REQUIREMENTS ::
Find each row below that contains the word "ground" and copy every such row in full. Case counts, so a match must have the same capitalization.

--- Begin ROWS ---

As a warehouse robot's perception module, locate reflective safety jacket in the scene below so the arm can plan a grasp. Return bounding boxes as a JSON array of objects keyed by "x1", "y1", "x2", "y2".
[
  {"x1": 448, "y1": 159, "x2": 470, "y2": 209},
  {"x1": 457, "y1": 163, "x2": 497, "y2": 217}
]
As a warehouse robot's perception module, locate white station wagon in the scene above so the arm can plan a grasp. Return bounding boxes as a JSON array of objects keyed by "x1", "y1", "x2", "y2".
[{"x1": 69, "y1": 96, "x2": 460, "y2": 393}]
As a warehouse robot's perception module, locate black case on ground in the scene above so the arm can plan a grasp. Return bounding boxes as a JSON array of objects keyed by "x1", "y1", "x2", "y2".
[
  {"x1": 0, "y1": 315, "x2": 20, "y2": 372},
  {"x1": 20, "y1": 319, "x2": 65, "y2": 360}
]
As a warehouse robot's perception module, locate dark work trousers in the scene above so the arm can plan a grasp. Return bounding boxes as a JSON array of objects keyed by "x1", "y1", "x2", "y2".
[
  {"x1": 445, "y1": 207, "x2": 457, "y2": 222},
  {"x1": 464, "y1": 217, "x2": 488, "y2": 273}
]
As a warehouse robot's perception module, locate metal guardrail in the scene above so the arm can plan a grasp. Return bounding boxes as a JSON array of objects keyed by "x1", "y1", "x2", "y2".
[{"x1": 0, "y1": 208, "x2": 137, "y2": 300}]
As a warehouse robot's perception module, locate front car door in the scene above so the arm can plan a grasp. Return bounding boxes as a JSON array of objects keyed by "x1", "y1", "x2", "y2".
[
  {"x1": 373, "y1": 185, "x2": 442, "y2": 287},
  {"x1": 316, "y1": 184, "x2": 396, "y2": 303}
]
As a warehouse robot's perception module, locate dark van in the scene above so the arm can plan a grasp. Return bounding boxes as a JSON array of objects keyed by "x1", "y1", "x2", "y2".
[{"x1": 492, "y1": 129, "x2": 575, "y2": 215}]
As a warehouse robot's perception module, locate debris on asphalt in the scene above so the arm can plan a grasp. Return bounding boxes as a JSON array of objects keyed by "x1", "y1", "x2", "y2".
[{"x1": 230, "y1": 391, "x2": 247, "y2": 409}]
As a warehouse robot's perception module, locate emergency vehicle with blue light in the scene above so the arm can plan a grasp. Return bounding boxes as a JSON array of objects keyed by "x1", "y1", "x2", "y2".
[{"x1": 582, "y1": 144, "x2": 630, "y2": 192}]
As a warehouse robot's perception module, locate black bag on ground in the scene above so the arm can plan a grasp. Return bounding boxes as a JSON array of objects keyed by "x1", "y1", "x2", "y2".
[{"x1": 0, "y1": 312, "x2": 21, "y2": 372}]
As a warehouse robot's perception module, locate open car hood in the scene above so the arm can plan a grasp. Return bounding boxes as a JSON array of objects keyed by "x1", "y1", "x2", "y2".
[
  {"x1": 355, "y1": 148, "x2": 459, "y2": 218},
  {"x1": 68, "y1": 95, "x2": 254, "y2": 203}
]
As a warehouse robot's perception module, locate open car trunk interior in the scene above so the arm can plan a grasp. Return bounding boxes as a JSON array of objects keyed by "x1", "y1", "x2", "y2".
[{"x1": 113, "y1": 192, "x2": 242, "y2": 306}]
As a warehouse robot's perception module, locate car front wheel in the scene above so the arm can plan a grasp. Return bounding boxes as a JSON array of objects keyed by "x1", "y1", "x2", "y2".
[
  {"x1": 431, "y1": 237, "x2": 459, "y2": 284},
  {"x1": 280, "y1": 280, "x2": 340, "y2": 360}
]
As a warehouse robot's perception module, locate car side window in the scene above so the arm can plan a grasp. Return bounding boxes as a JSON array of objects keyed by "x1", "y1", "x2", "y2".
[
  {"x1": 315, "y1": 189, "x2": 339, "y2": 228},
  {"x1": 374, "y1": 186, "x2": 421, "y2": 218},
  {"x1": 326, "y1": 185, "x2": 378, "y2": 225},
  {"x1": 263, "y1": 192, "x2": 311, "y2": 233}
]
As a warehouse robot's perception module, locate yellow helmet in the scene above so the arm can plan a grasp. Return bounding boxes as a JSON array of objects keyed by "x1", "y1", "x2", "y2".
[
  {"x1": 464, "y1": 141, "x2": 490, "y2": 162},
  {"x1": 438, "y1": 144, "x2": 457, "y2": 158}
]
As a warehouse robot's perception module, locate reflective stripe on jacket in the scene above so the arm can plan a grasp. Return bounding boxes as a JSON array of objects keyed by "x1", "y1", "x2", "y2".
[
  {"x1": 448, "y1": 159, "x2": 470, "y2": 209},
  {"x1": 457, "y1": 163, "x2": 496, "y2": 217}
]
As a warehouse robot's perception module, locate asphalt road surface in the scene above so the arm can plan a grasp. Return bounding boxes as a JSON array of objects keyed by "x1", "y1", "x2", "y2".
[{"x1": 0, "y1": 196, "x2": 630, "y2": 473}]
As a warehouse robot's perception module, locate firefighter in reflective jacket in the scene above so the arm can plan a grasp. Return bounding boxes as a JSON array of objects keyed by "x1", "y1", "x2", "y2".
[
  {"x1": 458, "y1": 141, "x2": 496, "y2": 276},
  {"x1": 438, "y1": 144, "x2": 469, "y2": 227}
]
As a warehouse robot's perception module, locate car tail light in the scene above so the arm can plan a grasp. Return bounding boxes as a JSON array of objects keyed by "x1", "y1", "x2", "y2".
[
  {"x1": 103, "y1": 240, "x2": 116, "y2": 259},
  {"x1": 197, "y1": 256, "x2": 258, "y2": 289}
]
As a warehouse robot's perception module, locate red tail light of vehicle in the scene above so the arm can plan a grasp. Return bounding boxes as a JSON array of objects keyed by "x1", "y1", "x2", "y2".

--- End ROWS ---

SOLUTION FOR THIS EXERCISE ::
As a warehouse robot's perception module, locate black case on ground in the scene above so the arm can plan a grasp. Return bounding boxes as a JSON array of objects keyed by "x1", "y1", "x2", "y2".
As a warehouse robot's perception module, locate black bag on ground in the scene above so the arm can plan a grasp. Return bounding boxes as a JSON array of objects keyed by "x1", "y1", "x2", "y2".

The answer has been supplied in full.